Extracto del documento:
----------------------------------------

Dos imágenes del suicidio


Hace poco conocí una investigación periodística sobre un espía ruso que vivió en Bogotá en la década de 1970, en el clímax de la guerra fría. Su nombre era Aleksandr Ogorodnik y su historia es muy interesante; como no pretendo resumirla aquí, recomiendo oírla en este podcast. Lo que sí voy a hacer es traicionar la construcción dramática de la narración revelando cómo murió Ogorodnik: apresado en Moscú por la KGB, al descubrirse que trabajaba como agente doble para la CIA, se tomó una píldora de cianuro.

No era el primer espía en hacerlo, ni sería el último. Tampoco es un drama reservado a los espías: es célebre el suicidio de Eva Braun, compañera de Hitler, con el mismo método, así como el de varios oficiales alemanes en la misma disyuntiva desesperada: ser apresados tras la derrota, o morir. La historia de los suicidios con píldoras de cianuro incluye a terroristas tamiles, agentes norcoreanos y asesinos en serie gringos. Generalmente es una reacción que, ante la inminencia de capturas, interrogatorios o torturas, toma por sorpresa a los demás: la píldora se oculta cosida a la camisa, o en lapiceros y encendedores, y hasta en la propia dentadura, como una muela falsa. Todo esto lo aprendí investigando un poco tras conocer la historia de Ogorodnik, y mientras pensaba en estas píldoras tuve la intuición de algo más complejo, apenas imágenes e ideas que parecen señalar la necesidad de escribir para ordenarlas con palabras. Esa es la razón por la que generalmente vuelvo a este blog.

----------------------------------------

Tareas:
a - De acuerdo con el fragmento sobre el suicidio con cianuro, ¿por qué fue apresado Aleksandr Ogorodnik en Moscú?
b - Prosiga el fragmento sobre el suicidio con cianuro a partir de su última oración.

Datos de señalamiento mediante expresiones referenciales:
----------------------------------------

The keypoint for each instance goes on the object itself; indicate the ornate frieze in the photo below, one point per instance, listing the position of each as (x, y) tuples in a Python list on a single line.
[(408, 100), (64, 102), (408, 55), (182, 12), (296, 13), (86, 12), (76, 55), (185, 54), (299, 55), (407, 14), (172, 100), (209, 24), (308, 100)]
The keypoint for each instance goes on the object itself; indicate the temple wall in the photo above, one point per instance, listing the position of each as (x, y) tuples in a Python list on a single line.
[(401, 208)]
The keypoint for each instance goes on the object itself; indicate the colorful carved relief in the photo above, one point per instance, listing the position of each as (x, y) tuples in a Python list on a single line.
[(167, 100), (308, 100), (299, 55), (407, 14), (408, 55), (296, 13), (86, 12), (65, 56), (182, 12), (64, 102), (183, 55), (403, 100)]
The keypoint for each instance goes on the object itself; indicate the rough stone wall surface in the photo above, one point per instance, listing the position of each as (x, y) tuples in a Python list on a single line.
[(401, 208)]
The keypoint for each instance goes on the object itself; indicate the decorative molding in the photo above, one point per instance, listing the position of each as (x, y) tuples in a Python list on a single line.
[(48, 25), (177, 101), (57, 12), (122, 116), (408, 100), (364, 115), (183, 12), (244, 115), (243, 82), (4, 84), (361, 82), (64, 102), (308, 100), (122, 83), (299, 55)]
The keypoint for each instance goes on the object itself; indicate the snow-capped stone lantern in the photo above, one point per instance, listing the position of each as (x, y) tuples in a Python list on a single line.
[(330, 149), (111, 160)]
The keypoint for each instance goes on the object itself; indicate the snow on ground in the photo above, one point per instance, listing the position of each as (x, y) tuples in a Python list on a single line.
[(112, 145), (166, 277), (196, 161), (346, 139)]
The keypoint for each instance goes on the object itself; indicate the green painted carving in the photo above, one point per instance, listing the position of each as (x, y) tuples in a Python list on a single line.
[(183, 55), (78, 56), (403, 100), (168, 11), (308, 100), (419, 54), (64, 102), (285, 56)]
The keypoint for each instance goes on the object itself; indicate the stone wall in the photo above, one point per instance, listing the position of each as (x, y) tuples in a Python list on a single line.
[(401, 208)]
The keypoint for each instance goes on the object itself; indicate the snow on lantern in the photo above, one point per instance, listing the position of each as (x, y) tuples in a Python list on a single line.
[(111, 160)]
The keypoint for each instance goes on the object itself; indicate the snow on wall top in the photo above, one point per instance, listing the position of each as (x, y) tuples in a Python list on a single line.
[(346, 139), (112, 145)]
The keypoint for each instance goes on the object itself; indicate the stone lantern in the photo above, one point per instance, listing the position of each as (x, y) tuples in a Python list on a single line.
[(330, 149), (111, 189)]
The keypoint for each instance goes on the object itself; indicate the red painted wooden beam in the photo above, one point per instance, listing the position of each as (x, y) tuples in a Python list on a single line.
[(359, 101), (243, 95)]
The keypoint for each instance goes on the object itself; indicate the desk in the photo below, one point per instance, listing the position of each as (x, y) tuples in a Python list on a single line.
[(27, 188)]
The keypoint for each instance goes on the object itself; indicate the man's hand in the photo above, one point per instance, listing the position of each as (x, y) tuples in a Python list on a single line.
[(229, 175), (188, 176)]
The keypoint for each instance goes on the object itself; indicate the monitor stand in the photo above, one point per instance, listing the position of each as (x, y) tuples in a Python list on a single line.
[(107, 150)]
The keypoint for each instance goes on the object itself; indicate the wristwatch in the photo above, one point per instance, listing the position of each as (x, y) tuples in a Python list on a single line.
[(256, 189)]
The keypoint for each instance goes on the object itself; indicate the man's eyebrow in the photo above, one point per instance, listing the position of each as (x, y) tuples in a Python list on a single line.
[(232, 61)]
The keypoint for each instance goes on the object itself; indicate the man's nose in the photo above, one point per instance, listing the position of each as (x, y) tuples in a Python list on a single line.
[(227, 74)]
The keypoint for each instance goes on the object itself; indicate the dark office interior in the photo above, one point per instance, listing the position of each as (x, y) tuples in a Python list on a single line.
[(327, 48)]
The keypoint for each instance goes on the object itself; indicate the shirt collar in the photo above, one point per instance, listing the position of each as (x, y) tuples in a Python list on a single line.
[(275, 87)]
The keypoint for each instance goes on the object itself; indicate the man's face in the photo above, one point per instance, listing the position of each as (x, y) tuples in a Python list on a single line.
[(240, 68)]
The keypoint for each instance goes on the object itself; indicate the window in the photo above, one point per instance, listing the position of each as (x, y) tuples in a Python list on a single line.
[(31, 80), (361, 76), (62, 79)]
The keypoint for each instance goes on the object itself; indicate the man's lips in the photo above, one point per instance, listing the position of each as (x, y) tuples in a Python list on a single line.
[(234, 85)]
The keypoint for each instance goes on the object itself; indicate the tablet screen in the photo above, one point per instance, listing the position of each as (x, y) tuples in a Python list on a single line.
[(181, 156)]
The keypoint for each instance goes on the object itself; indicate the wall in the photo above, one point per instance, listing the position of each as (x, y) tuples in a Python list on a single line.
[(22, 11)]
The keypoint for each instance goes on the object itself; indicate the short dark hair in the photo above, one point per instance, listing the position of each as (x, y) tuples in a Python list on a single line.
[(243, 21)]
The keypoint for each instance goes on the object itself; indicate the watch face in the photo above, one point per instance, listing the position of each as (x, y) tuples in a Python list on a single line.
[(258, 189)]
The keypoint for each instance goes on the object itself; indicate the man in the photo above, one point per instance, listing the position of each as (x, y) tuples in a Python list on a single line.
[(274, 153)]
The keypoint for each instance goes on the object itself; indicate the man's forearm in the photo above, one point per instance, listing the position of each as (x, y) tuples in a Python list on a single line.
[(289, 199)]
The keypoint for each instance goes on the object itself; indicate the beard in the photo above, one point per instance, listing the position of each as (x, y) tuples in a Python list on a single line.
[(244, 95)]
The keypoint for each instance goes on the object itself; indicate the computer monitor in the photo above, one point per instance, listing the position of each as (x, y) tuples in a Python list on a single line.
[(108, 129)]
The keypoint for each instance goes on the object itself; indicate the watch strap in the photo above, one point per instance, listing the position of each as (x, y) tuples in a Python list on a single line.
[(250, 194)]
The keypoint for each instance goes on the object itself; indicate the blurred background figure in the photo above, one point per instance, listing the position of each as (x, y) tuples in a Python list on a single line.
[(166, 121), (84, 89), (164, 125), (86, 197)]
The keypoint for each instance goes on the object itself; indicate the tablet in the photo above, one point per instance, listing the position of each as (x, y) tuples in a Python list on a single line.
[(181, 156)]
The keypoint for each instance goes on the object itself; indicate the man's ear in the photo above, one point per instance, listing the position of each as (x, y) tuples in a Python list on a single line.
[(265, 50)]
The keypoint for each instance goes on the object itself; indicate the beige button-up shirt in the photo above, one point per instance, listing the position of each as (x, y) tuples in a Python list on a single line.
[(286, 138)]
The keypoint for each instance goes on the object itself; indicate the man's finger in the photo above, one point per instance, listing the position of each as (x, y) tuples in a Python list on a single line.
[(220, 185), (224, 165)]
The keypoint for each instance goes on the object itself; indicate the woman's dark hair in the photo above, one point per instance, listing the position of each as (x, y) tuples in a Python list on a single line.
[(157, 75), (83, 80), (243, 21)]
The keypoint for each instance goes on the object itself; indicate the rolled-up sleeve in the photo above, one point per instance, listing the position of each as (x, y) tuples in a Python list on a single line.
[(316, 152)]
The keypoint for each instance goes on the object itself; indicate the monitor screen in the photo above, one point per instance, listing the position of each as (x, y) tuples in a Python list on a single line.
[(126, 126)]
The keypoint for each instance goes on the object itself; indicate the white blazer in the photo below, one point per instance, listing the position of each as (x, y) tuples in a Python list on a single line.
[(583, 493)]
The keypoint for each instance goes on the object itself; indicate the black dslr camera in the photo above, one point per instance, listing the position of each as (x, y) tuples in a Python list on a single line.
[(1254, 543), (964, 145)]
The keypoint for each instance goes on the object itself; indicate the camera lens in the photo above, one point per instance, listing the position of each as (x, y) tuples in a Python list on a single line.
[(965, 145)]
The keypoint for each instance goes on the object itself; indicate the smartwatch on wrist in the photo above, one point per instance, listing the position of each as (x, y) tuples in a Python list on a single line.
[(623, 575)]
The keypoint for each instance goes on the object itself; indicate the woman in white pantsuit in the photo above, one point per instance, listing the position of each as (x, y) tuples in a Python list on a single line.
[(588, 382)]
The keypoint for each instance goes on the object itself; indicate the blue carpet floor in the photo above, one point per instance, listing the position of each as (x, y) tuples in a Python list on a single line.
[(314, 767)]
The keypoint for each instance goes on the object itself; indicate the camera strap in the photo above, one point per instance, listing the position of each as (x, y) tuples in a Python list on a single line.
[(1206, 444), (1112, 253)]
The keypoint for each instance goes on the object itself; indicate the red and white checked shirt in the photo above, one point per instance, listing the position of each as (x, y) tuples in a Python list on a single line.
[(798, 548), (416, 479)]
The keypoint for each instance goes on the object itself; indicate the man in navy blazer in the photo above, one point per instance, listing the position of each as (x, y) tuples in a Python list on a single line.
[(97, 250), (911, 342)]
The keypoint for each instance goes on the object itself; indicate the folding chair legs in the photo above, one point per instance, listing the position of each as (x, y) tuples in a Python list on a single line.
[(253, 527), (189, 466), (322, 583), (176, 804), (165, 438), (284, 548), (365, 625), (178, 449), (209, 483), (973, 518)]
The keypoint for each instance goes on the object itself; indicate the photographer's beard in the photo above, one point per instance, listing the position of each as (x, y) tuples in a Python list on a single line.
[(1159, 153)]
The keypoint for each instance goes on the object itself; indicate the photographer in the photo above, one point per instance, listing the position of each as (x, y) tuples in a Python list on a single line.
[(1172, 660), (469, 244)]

----------------------------------------

Respuestas por tarea:
a - Fue apresado porque se descubrió que trabajaba como agente doble para la CIA.

b -
Tal vez la idea que se dibuja más claramente sobre el fondo es la de la muerte como una salida de emergencia. La píldora permite huir, sí, pero al otro lado de la puerta está el abismo. Otra imagen, más perturbadora, es la de llevar la muerte en el bolsillo. La píldora, ese objeto diminuto, se convierte en la metáfora de una certeza incómoda: llevamos siempre a la muerte con nosotros. Pero llevarla en el bolsillo es también, de alguna manera, domesticarla, mantenerla dormida en una versión miniaturizada.

Concebir a la muerte como un recurso, que está ahí disponible para cuando sea oportuno, y no como una fuerza superior e incontrolable, me parece un giro radical en nuestra eterna preocupación por definirla. La muerte propia, que no sabe ser oportuna o necesaria, aparece de pronto como un expediente o una estrategia.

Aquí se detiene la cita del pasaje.